* [Exercise] In the records below, locate the line containing "trace: ridge line against sky"; output that line and every following line through the last, exactly.
..........
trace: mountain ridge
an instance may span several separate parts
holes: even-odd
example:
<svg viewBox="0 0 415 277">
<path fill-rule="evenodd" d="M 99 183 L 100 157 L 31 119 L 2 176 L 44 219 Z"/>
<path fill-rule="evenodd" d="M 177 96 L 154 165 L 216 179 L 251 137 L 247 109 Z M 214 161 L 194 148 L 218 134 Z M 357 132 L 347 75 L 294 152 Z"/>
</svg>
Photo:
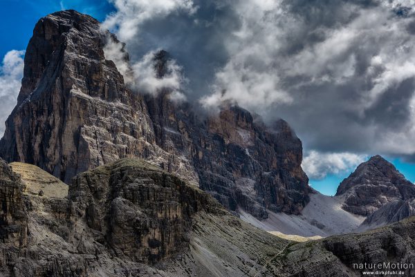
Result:
<svg viewBox="0 0 415 277">
<path fill-rule="evenodd" d="M 202 120 L 188 103 L 172 101 L 169 88 L 154 97 L 133 92 L 104 55 L 108 39 L 120 43 L 74 10 L 39 20 L 0 156 L 66 183 L 120 158 L 144 158 L 235 214 L 239 207 L 258 218 L 266 218 L 267 209 L 300 212 L 309 187 L 302 142 L 286 122 L 270 128 L 236 105 Z M 163 71 L 163 63 L 157 66 Z"/>
</svg>

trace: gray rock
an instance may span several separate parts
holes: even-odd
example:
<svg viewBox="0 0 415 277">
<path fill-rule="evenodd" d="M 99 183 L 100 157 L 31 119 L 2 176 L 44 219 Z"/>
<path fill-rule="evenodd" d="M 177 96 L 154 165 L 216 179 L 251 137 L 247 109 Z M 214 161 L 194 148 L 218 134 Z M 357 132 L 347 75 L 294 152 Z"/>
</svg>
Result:
<svg viewBox="0 0 415 277">
<path fill-rule="evenodd" d="M 340 183 L 336 196 L 344 200 L 344 210 L 366 216 L 385 204 L 413 199 L 415 185 L 392 164 L 376 155 Z"/>
<path fill-rule="evenodd" d="M 286 122 L 266 126 L 235 105 L 201 118 L 188 103 L 172 101 L 167 88 L 154 97 L 133 93 L 105 59 L 108 39 L 118 42 L 98 21 L 74 10 L 39 21 L 0 156 L 37 165 L 66 183 L 108 162 L 140 157 L 209 192 L 235 214 L 239 209 L 258 218 L 267 218 L 267 209 L 299 213 L 309 187 L 301 141 Z M 155 57 L 159 77 L 168 59 L 165 52 Z"/>
</svg>

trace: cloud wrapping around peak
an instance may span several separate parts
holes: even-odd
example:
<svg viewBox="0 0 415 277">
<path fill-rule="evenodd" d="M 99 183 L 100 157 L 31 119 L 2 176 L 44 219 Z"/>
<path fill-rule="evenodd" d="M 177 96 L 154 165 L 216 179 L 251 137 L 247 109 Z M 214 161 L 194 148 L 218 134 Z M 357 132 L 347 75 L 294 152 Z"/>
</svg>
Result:
<svg viewBox="0 0 415 277">
<path fill-rule="evenodd" d="M 117 30 L 122 41 L 137 36 L 145 21 L 163 17 L 170 13 L 184 10 L 190 14 L 196 8 L 192 0 L 111 0 L 117 12 L 109 15 L 103 23 L 107 29 Z"/>
<path fill-rule="evenodd" d="M 24 50 L 8 52 L 0 66 L 0 137 L 6 128 L 4 122 L 17 103 L 23 77 L 24 53 Z"/>
<path fill-rule="evenodd" d="M 166 73 L 162 77 L 157 76 L 154 68 L 154 57 L 158 52 L 150 51 L 142 57 L 142 59 L 132 66 L 134 76 L 134 87 L 138 91 L 150 94 L 167 89 L 171 92 L 170 99 L 182 102 L 186 99 L 185 95 L 181 92 L 186 79 L 182 74 L 182 68 L 177 65 L 174 59 L 166 62 Z"/>
<path fill-rule="evenodd" d="M 113 3 L 131 64 L 166 50 L 190 102 L 283 118 L 308 151 L 415 157 L 413 0 Z"/>
<path fill-rule="evenodd" d="M 155 57 L 160 50 L 149 51 L 141 59 L 130 64 L 124 47 L 123 44 L 109 37 L 104 53 L 107 59 L 114 62 L 127 85 L 134 91 L 153 95 L 168 90 L 171 99 L 176 102 L 186 100 L 182 90 L 187 80 L 183 75 L 183 68 L 174 59 L 168 59 L 165 66 L 165 74 L 158 76 Z"/>
<path fill-rule="evenodd" d="M 302 162 L 303 170 L 311 179 L 322 180 L 327 175 L 338 175 L 353 171 L 367 157 L 351 153 L 322 153 L 310 151 Z"/>
</svg>

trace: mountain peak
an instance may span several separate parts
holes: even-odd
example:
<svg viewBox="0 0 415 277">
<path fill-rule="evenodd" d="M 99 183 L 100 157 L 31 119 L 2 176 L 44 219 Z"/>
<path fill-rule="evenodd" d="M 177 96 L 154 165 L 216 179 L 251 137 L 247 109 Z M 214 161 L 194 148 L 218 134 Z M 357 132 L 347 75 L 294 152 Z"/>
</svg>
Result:
<svg viewBox="0 0 415 277">
<path fill-rule="evenodd" d="M 367 216 L 392 201 L 415 197 L 415 186 L 396 168 L 379 155 L 360 164 L 338 188 L 343 195 L 343 209 Z"/>
</svg>

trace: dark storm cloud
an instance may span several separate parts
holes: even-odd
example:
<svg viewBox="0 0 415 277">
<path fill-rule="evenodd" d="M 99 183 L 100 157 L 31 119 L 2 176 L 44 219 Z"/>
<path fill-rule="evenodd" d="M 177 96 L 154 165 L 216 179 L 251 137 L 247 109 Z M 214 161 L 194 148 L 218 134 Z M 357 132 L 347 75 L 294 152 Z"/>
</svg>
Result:
<svg viewBox="0 0 415 277">
<path fill-rule="evenodd" d="M 115 3 L 104 26 L 133 63 L 169 51 L 190 101 L 212 110 L 231 99 L 284 118 L 315 151 L 310 161 L 415 153 L 413 0 Z"/>
</svg>

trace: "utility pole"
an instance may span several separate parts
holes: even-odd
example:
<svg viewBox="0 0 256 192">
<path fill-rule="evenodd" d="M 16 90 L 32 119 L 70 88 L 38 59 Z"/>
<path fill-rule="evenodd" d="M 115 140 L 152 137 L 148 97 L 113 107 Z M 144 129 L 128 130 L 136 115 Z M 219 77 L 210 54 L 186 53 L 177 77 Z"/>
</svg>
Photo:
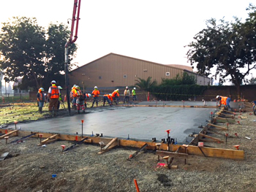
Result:
<svg viewBox="0 0 256 192">
<path fill-rule="evenodd" d="M 69 57 L 68 57 L 68 47 L 69 46 L 74 43 L 78 39 L 78 22 L 79 22 L 79 15 L 80 15 L 80 6 L 81 0 L 75 0 L 74 1 L 74 7 L 73 7 L 73 15 L 72 17 L 72 24 L 71 24 L 71 31 L 70 31 L 70 37 L 69 41 L 65 45 L 65 83 L 66 83 L 66 90 L 67 90 L 67 107 L 69 110 L 69 115 L 71 115 L 71 109 L 70 109 L 70 98 L 69 98 Z M 76 11 L 78 9 L 78 15 L 76 15 Z M 75 26 L 75 34 L 74 36 L 73 39 L 73 31 L 75 26 L 75 21 L 76 20 Z"/>
</svg>

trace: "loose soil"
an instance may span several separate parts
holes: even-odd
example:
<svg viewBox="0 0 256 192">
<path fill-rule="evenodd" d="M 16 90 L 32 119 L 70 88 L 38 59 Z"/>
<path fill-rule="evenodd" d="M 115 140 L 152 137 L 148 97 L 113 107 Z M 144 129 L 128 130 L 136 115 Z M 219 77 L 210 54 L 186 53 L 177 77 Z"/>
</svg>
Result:
<svg viewBox="0 0 256 192">
<path fill-rule="evenodd" d="M 238 115 L 239 115 L 239 119 Z M 177 169 L 162 166 L 165 161 L 152 150 L 140 152 L 127 161 L 135 148 L 116 147 L 99 155 L 98 145 L 82 144 L 63 153 L 72 142 L 57 141 L 38 146 L 39 139 L 10 143 L 18 137 L 0 140 L 0 191 L 255 191 L 256 116 L 238 114 L 239 123 L 229 125 L 236 136 L 227 143 L 207 143 L 219 148 L 244 150 L 244 161 L 189 155 L 175 157 Z M 225 126 L 225 125 L 223 125 Z M 219 134 L 211 135 L 225 140 Z M 246 139 L 247 137 L 250 139 Z"/>
</svg>

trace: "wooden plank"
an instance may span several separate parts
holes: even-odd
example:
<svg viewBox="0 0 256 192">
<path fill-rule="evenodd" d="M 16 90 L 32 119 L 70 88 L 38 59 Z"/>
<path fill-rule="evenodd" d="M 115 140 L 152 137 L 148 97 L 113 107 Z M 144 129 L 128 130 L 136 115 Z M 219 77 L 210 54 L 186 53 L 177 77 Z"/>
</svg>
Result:
<svg viewBox="0 0 256 192">
<path fill-rule="evenodd" d="M 31 133 L 31 131 L 20 131 L 19 130 L 19 136 L 26 136 Z M 50 137 L 53 135 L 53 134 L 50 133 L 38 133 L 42 134 L 44 137 Z M 33 136 L 33 137 L 37 137 L 37 136 Z M 108 143 L 110 142 L 113 138 L 102 138 L 102 137 L 88 137 L 88 139 L 91 139 L 92 143 L 98 144 L 100 141 L 104 141 L 104 142 Z M 45 138 L 45 137 L 44 137 Z M 79 138 L 79 137 L 78 137 Z M 59 139 L 69 141 L 75 141 L 75 135 L 66 135 L 66 134 L 60 134 Z M 156 143 L 151 142 L 143 142 L 143 141 L 134 141 L 134 140 L 125 140 L 125 139 L 118 139 L 120 146 L 122 147 L 141 147 L 145 143 L 148 144 L 148 146 L 146 147 L 146 149 L 150 150 L 156 150 Z M 181 145 L 170 145 L 170 150 L 174 153 L 174 151 L 177 150 L 178 147 L 181 147 L 179 150 L 180 153 L 185 153 L 185 150 L 182 147 Z M 162 143 L 159 147 L 159 150 L 166 150 L 167 145 L 165 143 Z M 216 157 L 216 158 L 230 158 L 230 159 L 237 159 L 237 160 L 244 160 L 244 150 L 230 150 L 230 149 L 219 149 L 214 147 L 203 147 L 203 153 L 208 157 Z M 189 155 L 203 155 L 202 152 L 200 150 L 197 146 L 189 145 L 187 147 L 187 153 Z"/>
<path fill-rule="evenodd" d="M 214 125 L 214 124 L 212 124 L 212 123 L 208 123 L 207 126 L 213 126 L 213 127 L 217 127 L 217 128 L 220 128 L 220 129 L 227 131 L 227 128 L 222 127 L 222 126 L 219 126 Z"/>
<path fill-rule="evenodd" d="M 115 142 L 117 142 L 117 137 L 113 139 L 110 142 L 108 142 L 108 143 L 107 144 L 107 145 L 105 146 L 105 147 L 102 148 L 102 150 L 108 150 L 108 148 L 111 145 L 113 145 Z M 117 145 L 117 143 L 116 143 L 116 144 L 114 145 L 114 147 L 116 146 L 116 145 Z"/>
<path fill-rule="evenodd" d="M 215 118 L 217 123 L 235 123 L 236 119 L 230 119 L 230 118 L 223 118 L 220 117 L 216 117 Z"/>
<path fill-rule="evenodd" d="M 224 142 L 222 140 L 220 140 L 220 139 L 219 139 L 217 138 L 215 138 L 215 137 L 212 137 L 208 136 L 207 134 L 199 134 L 199 136 L 204 137 L 206 137 L 208 139 L 212 139 L 212 140 L 214 140 L 214 141 L 217 141 L 217 142 Z"/>
<path fill-rule="evenodd" d="M 42 141 L 41 143 L 39 144 L 38 145 L 44 145 L 45 143 L 49 143 L 49 142 L 54 142 L 56 139 L 58 139 L 57 138 L 56 138 L 57 136 L 59 136 L 59 134 L 53 134 L 53 135 L 49 137 L 48 138 L 47 138 L 46 139 Z"/>
<path fill-rule="evenodd" d="M 166 150 L 157 150 L 156 154 L 159 156 L 166 156 L 166 155 L 176 155 L 176 156 L 181 156 L 181 155 L 188 155 L 187 153 L 176 153 L 173 151 L 166 151 Z"/>
<path fill-rule="evenodd" d="M 10 135 L 11 135 L 11 134 L 18 134 L 18 130 L 14 130 L 14 131 L 10 131 L 10 132 L 6 134 L 4 134 L 4 135 L 2 135 L 2 136 L 0 136 L 0 139 L 3 139 L 3 138 L 4 138 L 4 137 L 10 136 Z"/>
</svg>

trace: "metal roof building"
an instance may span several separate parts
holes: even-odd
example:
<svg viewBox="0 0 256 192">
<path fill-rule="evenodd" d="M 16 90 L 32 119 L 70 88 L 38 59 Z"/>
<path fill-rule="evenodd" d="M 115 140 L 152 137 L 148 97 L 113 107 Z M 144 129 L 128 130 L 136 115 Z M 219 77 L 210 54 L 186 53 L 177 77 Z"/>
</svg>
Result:
<svg viewBox="0 0 256 192">
<path fill-rule="evenodd" d="M 161 83 L 162 78 L 173 79 L 184 72 L 195 75 L 198 85 L 208 85 L 210 82 L 208 77 L 187 70 L 188 66 L 178 68 L 177 65 L 173 66 L 111 53 L 72 71 L 69 74 L 69 85 L 87 88 L 95 85 L 112 88 L 133 86 L 138 78 L 146 80 L 148 77 Z"/>
</svg>

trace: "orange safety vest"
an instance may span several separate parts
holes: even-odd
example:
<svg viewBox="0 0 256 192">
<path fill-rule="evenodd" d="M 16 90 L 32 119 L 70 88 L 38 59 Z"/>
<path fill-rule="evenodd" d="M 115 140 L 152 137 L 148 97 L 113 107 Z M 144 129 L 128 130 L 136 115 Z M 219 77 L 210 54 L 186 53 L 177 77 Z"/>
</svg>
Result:
<svg viewBox="0 0 256 192">
<path fill-rule="evenodd" d="M 112 96 L 113 96 L 113 97 L 119 96 L 119 93 L 118 93 L 116 91 L 113 91 L 113 93 L 112 93 Z"/>
<path fill-rule="evenodd" d="M 108 98 L 108 99 L 110 99 L 110 101 L 113 101 L 112 96 L 110 96 L 109 94 L 105 94 L 103 96 L 107 96 Z"/>
<path fill-rule="evenodd" d="M 220 96 L 220 97 L 222 98 L 222 100 L 220 100 L 220 104 L 226 105 L 227 96 Z"/>
<path fill-rule="evenodd" d="M 59 88 L 56 85 L 53 85 L 50 87 L 51 93 L 50 99 L 58 99 L 59 97 Z"/>
<path fill-rule="evenodd" d="M 94 90 L 92 91 L 91 94 L 94 95 L 94 97 L 97 97 L 99 95 L 99 90 Z"/>
<path fill-rule="evenodd" d="M 37 101 L 43 101 L 42 100 L 42 93 L 41 92 L 41 90 L 39 91 L 38 91 L 39 93 L 39 98 L 37 98 Z"/>
<path fill-rule="evenodd" d="M 73 98 L 78 97 L 78 91 L 77 91 L 77 90 L 76 90 L 75 88 L 72 88 L 72 89 L 71 90 L 71 92 L 72 92 L 72 96 Z"/>
</svg>

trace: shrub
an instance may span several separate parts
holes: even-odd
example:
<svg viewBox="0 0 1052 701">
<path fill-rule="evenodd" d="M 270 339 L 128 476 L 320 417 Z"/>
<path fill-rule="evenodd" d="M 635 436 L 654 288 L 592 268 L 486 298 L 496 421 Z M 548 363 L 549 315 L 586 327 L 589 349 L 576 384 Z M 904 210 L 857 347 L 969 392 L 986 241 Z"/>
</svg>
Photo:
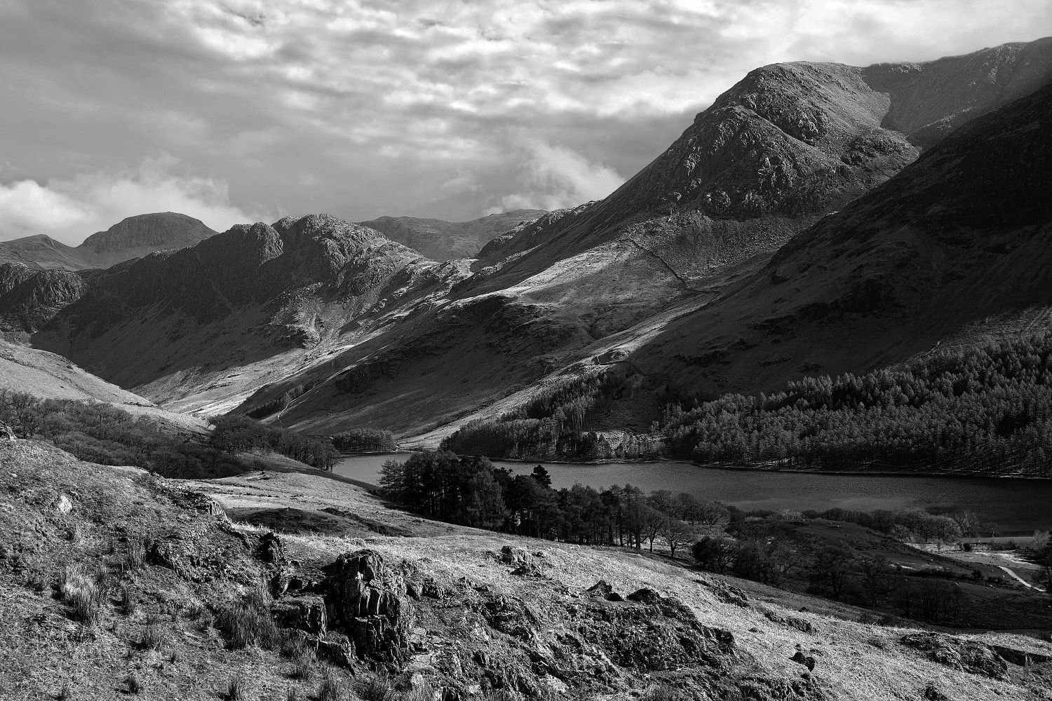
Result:
<svg viewBox="0 0 1052 701">
<path fill-rule="evenodd" d="M 121 611 L 124 612 L 125 616 L 134 616 L 136 604 L 135 599 L 132 597 L 132 587 L 127 584 L 121 584 L 119 596 Z"/>
<path fill-rule="evenodd" d="M 226 683 L 227 701 L 248 701 L 248 683 L 240 674 Z"/>
<path fill-rule="evenodd" d="M 143 538 L 128 538 L 128 549 L 124 553 L 121 568 L 124 572 L 136 572 L 146 563 L 146 541 Z"/>
<path fill-rule="evenodd" d="M 256 611 L 268 611 L 270 609 L 271 601 L 270 592 L 268 592 L 266 586 L 263 584 L 256 584 L 248 590 L 248 599 L 246 603 L 249 609 L 255 609 Z"/>
<path fill-rule="evenodd" d="M 139 694 L 142 692 L 142 680 L 139 679 L 139 675 L 134 669 L 124 678 L 124 683 L 127 684 L 128 694 Z"/>
<path fill-rule="evenodd" d="M 362 701 L 391 701 L 394 687 L 387 677 L 373 677 L 359 686 L 358 695 Z"/>
<path fill-rule="evenodd" d="M 322 683 L 318 686 L 318 701 L 346 701 L 347 694 L 343 680 L 332 667 L 322 671 Z"/>
<path fill-rule="evenodd" d="M 81 564 L 66 565 L 59 578 L 59 594 L 69 606 L 69 618 L 95 625 L 102 615 L 102 592 Z"/>
<path fill-rule="evenodd" d="M 281 644 L 278 626 L 269 614 L 247 603 L 234 603 L 221 611 L 216 625 L 227 635 L 235 650 L 249 645 L 274 650 Z"/>
<path fill-rule="evenodd" d="M 139 634 L 139 647 L 141 650 L 156 650 L 160 652 L 164 648 L 165 642 L 167 640 L 164 631 L 157 624 L 143 626 L 142 633 Z"/>
<path fill-rule="evenodd" d="M 434 687 L 425 679 L 406 692 L 402 698 L 403 701 L 433 701 Z M 489 698 L 488 695 L 486 698 Z"/>
</svg>

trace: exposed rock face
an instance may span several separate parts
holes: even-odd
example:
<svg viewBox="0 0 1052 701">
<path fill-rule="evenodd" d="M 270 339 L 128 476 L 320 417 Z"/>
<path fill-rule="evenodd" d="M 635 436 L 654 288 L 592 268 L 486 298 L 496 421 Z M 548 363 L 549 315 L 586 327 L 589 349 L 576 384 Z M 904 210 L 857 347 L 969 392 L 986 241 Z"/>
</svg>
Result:
<svg viewBox="0 0 1052 701">
<path fill-rule="evenodd" d="M 237 226 L 193 248 L 63 274 L 79 287 L 61 305 L 38 308 L 50 321 L 23 327 L 35 332 L 34 345 L 186 410 L 243 398 L 289 367 L 330 359 L 326 344 L 370 336 L 375 325 L 389 324 L 388 307 L 398 317 L 427 308 L 464 273 L 370 229 L 311 215 Z M 262 390 L 251 410 L 279 410 L 290 400 L 285 391 Z"/>
<path fill-rule="evenodd" d="M 0 265 L 0 332 L 33 333 L 81 297 L 87 285 L 75 272 Z"/>
<path fill-rule="evenodd" d="M 514 209 L 469 222 L 381 217 L 361 222 L 361 225 L 376 229 L 432 261 L 450 261 L 477 257 L 479 250 L 493 239 L 525 226 L 544 213 L 541 209 Z"/>
<path fill-rule="evenodd" d="M 370 550 L 344 553 L 325 574 L 329 626 L 347 635 L 360 658 L 403 662 L 414 616 L 402 575 Z"/>
<path fill-rule="evenodd" d="M 983 643 L 938 633 L 911 633 L 903 636 L 902 642 L 928 653 L 932 660 L 948 667 L 994 679 L 1008 677 L 1008 664 Z"/>
<path fill-rule="evenodd" d="M 1052 305 L 1052 86 L 978 118 L 632 359 L 714 394 L 886 367 Z"/>
<path fill-rule="evenodd" d="M 284 425 L 316 433 L 367 424 L 419 435 L 466 420 L 508 388 L 607 360 L 703 394 L 888 364 L 969 321 L 971 311 L 942 300 L 916 329 L 898 324 L 928 313 L 929 293 L 948 283 L 954 296 L 985 301 L 978 314 L 1004 310 L 1005 300 L 1044 304 L 1044 264 L 1028 264 L 1021 281 L 1007 274 L 1015 256 L 1043 260 L 1040 234 L 1023 251 L 999 229 L 958 256 L 948 235 L 914 246 L 911 226 L 952 220 L 962 236 L 978 227 L 982 239 L 995 214 L 1039 213 L 1047 129 L 1038 118 L 1033 135 L 1004 142 L 1034 139 L 1021 206 L 996 206 L 1015 176 L 997 165 L 995 144 L 985 151 L 988 177 L 974 163 L 954 169 L 939 140 L 1041 84 L 1050 53 L 1052 41 L 1041 40 L 925 64 L 758 68 L 615 192 L 518 227 L 470 266 L 423 261 L 329 217 L 286 219 L 93 272 L 85 290 L 66 295 L 73 304 L 38 305 L 32 323 L 19 323 L 37 330 L 34 344 L 166 408 L 280 411 Z M 856 198 L 875 195 L 924 150 L 944 156 L 915 165 L 939 162 L 945 177 L 959 177 L 971 203 L 960 212 L 972 219 L 905 179 L 881 211 L 863 208 L 873 201 Z M 827 215 L 849 201 L 856 220 Z M 888 236 L 862 233 L 882 218 L 895 225 Z M 989 264 L 999 272 L 984 274 Z M 0 304 L 0 313 L 12 309 Z M 892 316 L 898 325 L 874 346 L 873 327 Z M 830 323 L 812 334 L 816 319 Z M 816 344 L 842 356 L 809 357 Z M 431 391 L 421 391 L 423 377 Z"/>
<path fill-rule="evenodd" d="M 709 323 L 712 311 L 726 308 L 730 325 L 760 309 L 739 288 L 781 246 L 830 210 L 885 183 L 953 133 L 965 116 L 978 117 L 1040 84 L 1052 64 L 1050 51 L 1052 42 L 1043 40 L 897 68 L 810 63 L 758 68 L 618 191 L 601 202 L 549 212 L 487 244 L 473 274 L 453 287 L 451 304 L 399 324 L 397 335 L 389 336 L 394 343 L 378 339 L 348 350 L 339 360 L 348 368 L 346 383 L 331 392 L 316 390 L 283 417 L 326 432 L 364 421 L 422 433 L 433 425 L 419 417 L 462 416 L 459 411 L 479 408 L 483 396 L 485 401 L 503 396 L 509 386 L 533 385 L 575 363 L 594 366 L 593 358 L 606 357 L 608 346 L 624 346 L 628 355 L 619 364 L 641 369 L 658 386 L 679 386 L 682 379 L 689 390 L 706 394 L 753 378 L 765 383 L 755 389 L 766 389 L 773 378 L 814 370 L 824 358 L 805 357 L 810 354 L 806 334 L 800 335 L 800 348 L 775 353 L 765 343 L 765 328 L 741 324 L 724 334 Z M 924 87 L 932 81 L 945 83 L 937 97 Z M 929 135 L 935 123 L 943 126 Z M 911 201 L 903 197 L 899 202 Z M 835 245 L 831 249 L 835 252 Z M 905 265 L 904 255 L 888 253 L 892 265 Z M 770 271 L 782 289 L 764 293 L 767 309 L 801 300 L 790 288 L 810 264 L 792 263 Z M 938 276 L 937 260 L 931 263 L 910 274 Z M 830 265 L 834 271 L 854 269 L 847 257 Z M 813 270 L 821 283 L 820 269 Z M 849 310 L 886 298 L 882 277 L 869 277 L 848 284 Z M 723 304 L 729 295 L 734 295 L 733 308 Z M 782 323 L 774 313 L 755 323 L 768 319 Z M 674 331 L 662 333 L 666 325 Z M 823 338 L 837 352 L 843 329 L 841 337 Z M 752 336 L 761 338 L 749 341 Z M 640 337 L 648 338 L 644 351 L 633 348 Z M 734 347 L 740 338 L 751 345 Z M 859 353 L 865 348 L 858 344 Z M 740 355 L 747 356 L 741 370 L 733 359 Z M 791 363 L 794 358 L 800 359 Z M 828 369 L 851 370 L 856 362 Z M 733 373 L 725 372 L 728 363 L 735 364 Z M 442 384 L 442 403 L 432 399 L 436 393 L 414 391 L 410 378 L 425 375 Z M 282 387 L 341 383 L 330 377 L 311 370 Z M 327 411 L 322 399 L 329 401 Z M 385 409 L 393 405 L 397 413 Z"/>
<path fill-rule="evenodd" d="M 0 263 L 17 262 L 38 270 L 108 268 L 155 251 L 186 248 L 215 234 L 186 214 L 139 214 L 92 234 L 77 247 L 42 234 L 0 242 Z"/>
</svg>

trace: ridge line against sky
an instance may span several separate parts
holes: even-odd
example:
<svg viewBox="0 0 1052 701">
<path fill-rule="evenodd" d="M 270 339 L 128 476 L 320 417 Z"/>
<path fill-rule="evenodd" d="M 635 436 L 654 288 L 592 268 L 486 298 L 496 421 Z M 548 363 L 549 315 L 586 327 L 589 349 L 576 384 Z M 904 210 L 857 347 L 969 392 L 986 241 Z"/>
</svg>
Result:
<svg viewBox="0 0 1052 701">
<path fill-rule="evenodd" d="M 0 0 L 0 240 L 572 206 L 757 66 L 1049 34 L 1047 0 Z"/>
</svg>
..........
* [Complete response]
trace: ridge line against sky
an instance may span several separate parts
holes: even-odd
example:
<svg viewBox="0 0 1052 701">
<path fill-rule="evenodd" d="M 270 339 L 128 476 L 320 417 Z"/>
<path fill-rule="evenodd" d="M 635 436 L 654 288 L 592 268 L 486 298 L 496 421 Z M 548 363 L 549 315 L 586 327 L 589 349 L 576 384 Z M 904 210 L 857 347 L 969 392 L 986 241 Z"/>
</svg>
Result:
<svg viewBox="0 0 1052 701">
<path fill-rule="evenodd" d="M 0 0 L 0 240 L 572 206 L 757 66 L 1049 34 L 1047 0 Z"/>
</svg>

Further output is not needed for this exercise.